原始条目:
------------------------------

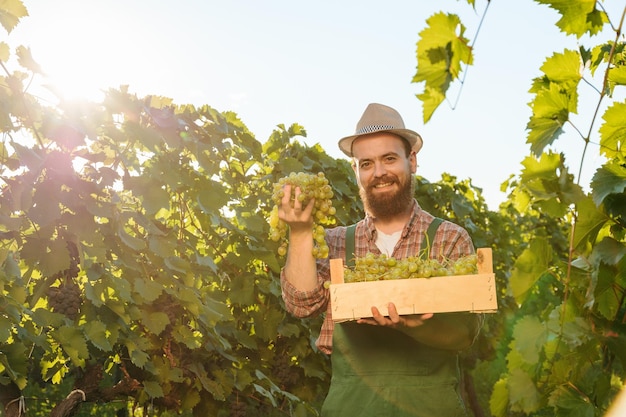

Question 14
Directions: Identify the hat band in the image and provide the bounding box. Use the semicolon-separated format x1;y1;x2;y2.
356;125;395;135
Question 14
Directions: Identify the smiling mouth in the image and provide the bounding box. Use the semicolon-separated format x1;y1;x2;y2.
372;182;393;188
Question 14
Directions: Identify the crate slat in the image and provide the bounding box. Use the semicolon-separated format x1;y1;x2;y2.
330;248;498;322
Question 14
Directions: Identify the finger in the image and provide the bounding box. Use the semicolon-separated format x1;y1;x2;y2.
421;313;434;320
372;307;387;326
280;184;291;208
387;303;401;324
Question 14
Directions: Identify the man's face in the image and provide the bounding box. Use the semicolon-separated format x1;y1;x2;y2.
352;133;417;219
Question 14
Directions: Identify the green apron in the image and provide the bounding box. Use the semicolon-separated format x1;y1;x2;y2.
321;218;468;417
321;322;468;417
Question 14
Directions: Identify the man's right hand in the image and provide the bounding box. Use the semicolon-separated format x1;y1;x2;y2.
278;184;315;234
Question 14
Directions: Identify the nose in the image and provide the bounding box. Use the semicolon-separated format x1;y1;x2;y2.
374;161;387;178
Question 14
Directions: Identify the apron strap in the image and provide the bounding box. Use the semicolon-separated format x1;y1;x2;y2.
346;217;443;268
420;217;443;257
346;224;356;268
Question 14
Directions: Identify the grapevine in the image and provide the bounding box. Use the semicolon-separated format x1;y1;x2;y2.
344;252;478;282
269;172;336;259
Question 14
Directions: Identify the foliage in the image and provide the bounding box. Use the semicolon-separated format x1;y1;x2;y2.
414;0;626;417
0;0;626;417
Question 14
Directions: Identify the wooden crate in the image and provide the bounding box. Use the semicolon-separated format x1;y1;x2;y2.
330;248;498;322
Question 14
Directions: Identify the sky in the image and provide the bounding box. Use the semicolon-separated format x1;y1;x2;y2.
6;0;625;210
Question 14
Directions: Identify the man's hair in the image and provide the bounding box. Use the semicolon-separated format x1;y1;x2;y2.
352;132;413;165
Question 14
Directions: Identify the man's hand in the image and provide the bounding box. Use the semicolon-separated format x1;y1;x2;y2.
357;303;434;328
278;184;315;231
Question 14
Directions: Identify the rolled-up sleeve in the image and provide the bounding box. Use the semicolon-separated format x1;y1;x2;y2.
280;271;328;317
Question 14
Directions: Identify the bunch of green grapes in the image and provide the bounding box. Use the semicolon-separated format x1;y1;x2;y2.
269;172;336;259
344;253;478;282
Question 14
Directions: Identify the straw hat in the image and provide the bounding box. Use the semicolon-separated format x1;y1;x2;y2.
339;103;422;157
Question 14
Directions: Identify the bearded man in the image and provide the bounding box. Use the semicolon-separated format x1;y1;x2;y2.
279;103;481;417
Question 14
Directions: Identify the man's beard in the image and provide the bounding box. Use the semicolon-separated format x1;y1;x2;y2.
359;175;415;219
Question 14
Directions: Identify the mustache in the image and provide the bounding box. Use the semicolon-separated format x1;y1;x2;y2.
369;175;398;188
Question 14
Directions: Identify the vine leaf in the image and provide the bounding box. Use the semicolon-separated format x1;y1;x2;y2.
548;386;596;417
0;0;28;33
507;368;540;414
526;84;570;155
84;320;113;352
510;238;552;303
537;0;608;38
141;311;170;335
52;326;89;366
513;316;546;363
143;381;165;398
573;197;608;248
489;378;509;417
600;103;626;158
412;12;473;123
591;161;626;206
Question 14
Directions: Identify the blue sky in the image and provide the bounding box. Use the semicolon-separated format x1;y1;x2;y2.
7;0;623;209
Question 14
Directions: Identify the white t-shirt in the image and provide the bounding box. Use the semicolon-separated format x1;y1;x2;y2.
376;229;402;256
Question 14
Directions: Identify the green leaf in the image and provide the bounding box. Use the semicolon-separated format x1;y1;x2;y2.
141;184;170;215
548;385;596;417
83;320;113;352
573;197;609;248
416;87;446;123
133;277;163;302
117;227;146;251
526;84;575;155
0;316;13;340
541;49;583;83
198;181;231;213
594;263;621;320
600;103;626;159
412;12;473;123
507;368;541;414
513;316;546;364
0;0;28;33
141;311;170;335
0;342;31;389
489;379;509;417
0;40;11;61
52;326;89;366
609;65;626;85
591;161;626;206
15;45;43;74
510;238;552;303
537;0;608;38
30;308;65;328
229;274;256;306
143;381;164;398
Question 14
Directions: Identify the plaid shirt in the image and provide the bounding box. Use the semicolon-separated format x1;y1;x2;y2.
281;201;474;354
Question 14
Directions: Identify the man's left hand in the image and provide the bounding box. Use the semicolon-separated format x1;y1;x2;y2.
357;303;434;328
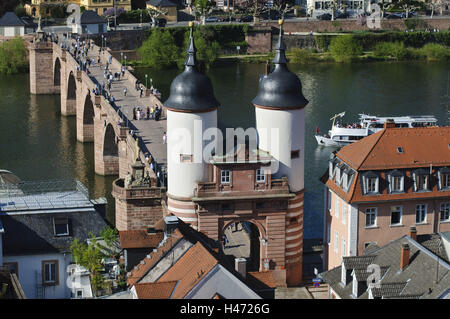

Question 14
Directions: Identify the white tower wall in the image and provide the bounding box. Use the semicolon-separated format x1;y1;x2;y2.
167;110;217;198
255;107;305;192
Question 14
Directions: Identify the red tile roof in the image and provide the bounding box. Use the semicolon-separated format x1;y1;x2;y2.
336;126;450;170
247;270;278;288
325;126;450;203
127;229;183;287
119;230;164;248
158;242;218;299
134;281;177;299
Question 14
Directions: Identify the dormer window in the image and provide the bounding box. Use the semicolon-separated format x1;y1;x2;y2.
256;168;266;183
220;170;231;184
53;218;69;236
413;169;429;192
388;170;405;193
362;172;380;195
438;167;450;190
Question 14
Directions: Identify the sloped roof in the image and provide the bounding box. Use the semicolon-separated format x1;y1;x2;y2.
146;0;177;7
119;230;164;249
80;10;106;24
158;242;218;299
321;126;450;203
0;12;25;27
321;236;450;299
336;126;450;170
0;210;107;255
127;229;183;287
134;281;177;299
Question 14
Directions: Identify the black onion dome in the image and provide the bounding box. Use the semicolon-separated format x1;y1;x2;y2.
164;29;220;112
252;27;308;109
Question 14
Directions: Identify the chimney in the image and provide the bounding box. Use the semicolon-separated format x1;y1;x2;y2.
266;60;270;75
400;243;409;270
384;119;395;129
408;226;417;240
234;257;247;278
164;216;178;236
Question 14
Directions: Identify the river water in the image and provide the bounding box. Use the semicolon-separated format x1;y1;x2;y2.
0;62;450;238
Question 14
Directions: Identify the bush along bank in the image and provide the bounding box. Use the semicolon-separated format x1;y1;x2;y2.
0;37;29;74
288;31;450;63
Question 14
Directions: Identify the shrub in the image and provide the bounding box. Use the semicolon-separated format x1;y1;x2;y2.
289;48;314;63
374;42;408;60
421;43;449;61
0;37;28;74
329;35;363;62
138;29;179;69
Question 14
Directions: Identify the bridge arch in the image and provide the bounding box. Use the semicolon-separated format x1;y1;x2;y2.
219;219;266;271
67;71;77;100
103;123;119;157
53;58;61;86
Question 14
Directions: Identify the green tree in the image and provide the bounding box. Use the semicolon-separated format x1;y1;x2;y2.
0;37;28;74
178;27;221;69
138;29;179;69
329;35;363;62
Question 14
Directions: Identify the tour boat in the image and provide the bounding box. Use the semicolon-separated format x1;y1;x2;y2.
315;112;437;147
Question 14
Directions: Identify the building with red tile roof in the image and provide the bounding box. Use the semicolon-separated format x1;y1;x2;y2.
322;123;450;269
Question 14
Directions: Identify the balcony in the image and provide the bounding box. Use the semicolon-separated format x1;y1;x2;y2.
112;178;165;200
194;177;293;201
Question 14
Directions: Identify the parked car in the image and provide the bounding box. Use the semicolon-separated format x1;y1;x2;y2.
384;13;402;19
205;17;219;22
336;12;350;19
236;16;253;22
317;13;331;20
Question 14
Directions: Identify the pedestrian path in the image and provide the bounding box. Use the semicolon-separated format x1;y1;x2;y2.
88;45;167;166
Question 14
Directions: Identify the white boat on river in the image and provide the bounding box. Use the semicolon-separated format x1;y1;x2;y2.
315;112;437;147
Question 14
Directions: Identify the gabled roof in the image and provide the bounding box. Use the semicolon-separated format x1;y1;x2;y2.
336;126;450;170
0;211;107;255
321;126;450;203
119;230;164;249
134;281;177;299
321;236;450;299
146;0;177;7
0;12;25;27
158;242;218;299
80;10;106;24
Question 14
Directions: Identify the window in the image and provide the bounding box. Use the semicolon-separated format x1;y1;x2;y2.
256;168;266;182
391;176;403;192
366;208;377;227
364;241;377;249
342;203;347;225
328;190;333;211
442;173;450;188
327;224;331;244
42;260;59;286
341;237;346;257
441;203;450;222
416;204;428;224
334;196;339;217
367;177;378;193
180;154;194;163
220;170;231;184
416;175;428;191
334;231;339;252
53;218;69;236
3;262;19;277
391;206;402;225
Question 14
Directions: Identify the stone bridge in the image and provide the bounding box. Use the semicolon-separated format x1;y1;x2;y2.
28;39;167;230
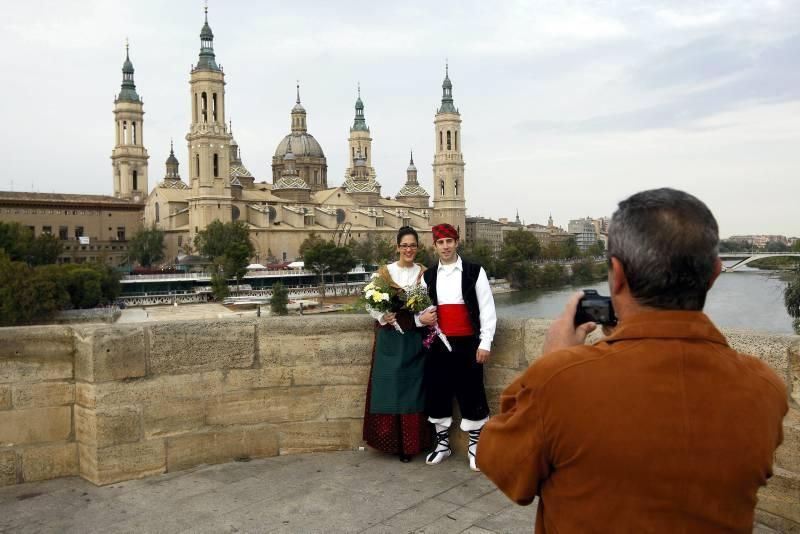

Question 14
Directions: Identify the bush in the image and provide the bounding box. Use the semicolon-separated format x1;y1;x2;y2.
269;282;289;315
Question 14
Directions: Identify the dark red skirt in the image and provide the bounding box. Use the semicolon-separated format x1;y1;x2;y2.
363;324;433;456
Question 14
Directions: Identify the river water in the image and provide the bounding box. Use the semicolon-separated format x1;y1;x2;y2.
495;269;793;334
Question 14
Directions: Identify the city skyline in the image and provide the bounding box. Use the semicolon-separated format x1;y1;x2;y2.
0;1;800;237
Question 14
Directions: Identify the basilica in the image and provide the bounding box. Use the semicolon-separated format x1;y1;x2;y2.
111;10;466;262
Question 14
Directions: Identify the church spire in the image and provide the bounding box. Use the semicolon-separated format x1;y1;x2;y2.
195;2;220;71
439;62;458;113
117;39;140;102
352;82;369;132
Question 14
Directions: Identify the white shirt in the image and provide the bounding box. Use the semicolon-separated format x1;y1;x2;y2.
367;262;425;326
422;256;497;350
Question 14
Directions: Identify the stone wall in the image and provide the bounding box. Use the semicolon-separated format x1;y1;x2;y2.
0;316;800;531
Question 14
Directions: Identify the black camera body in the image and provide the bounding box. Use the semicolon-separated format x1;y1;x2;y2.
575;289;617;326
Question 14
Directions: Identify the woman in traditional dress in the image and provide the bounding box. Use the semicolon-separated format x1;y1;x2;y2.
364;226;432;462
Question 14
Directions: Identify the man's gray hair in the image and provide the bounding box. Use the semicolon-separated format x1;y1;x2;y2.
608;188;719;310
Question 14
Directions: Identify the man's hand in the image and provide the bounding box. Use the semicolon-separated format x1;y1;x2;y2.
542;291;597;354
419;308;439;326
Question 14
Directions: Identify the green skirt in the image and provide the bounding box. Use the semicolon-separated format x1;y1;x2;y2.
369;327;425;414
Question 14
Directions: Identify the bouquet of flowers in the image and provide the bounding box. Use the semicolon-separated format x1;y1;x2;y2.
405;284;453;352
363;274;403;334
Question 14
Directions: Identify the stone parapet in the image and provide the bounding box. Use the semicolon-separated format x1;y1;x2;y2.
0;315;800;532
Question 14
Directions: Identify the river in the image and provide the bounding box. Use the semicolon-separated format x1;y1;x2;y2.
495;269;793;334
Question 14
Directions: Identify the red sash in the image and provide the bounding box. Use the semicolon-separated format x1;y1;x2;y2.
436;304;475;336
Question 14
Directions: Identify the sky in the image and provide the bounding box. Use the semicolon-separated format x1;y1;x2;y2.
0;0;800;237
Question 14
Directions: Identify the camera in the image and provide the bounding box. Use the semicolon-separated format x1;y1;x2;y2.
575;289;617;326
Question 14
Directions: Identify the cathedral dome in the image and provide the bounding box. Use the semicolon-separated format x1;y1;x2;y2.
275;133;325;159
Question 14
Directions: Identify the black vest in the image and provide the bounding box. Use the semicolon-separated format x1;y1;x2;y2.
422;260;481;336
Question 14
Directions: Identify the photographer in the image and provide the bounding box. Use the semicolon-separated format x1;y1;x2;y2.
478;189;788;534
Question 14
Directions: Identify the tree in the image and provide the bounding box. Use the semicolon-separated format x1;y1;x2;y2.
461;240;496;277
269;282;289;315
194;221;255;292
331;247;357;298
300;237;337;300
129;226;164;267
766;241;789;252
783;267;800;334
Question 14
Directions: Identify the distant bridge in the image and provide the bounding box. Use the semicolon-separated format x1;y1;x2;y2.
719;252;800;273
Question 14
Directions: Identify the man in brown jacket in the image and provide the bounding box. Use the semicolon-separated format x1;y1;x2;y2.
478;189;788;534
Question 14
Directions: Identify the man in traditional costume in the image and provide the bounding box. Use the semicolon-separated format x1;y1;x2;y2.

------------------------------

从上面的条目中筛选出所有含有字符串“boat”的行，并原样抄录。匹配时区分大小写。

Directions: Identify the tour boat in the image and provide the bounding box. Use the semicolon-separated format x1;y1;x2;y2.
Directions: Identify the white boat on river in the image and provide the bounding box. Use the semicolon-separated format x1;y1;x2;y2.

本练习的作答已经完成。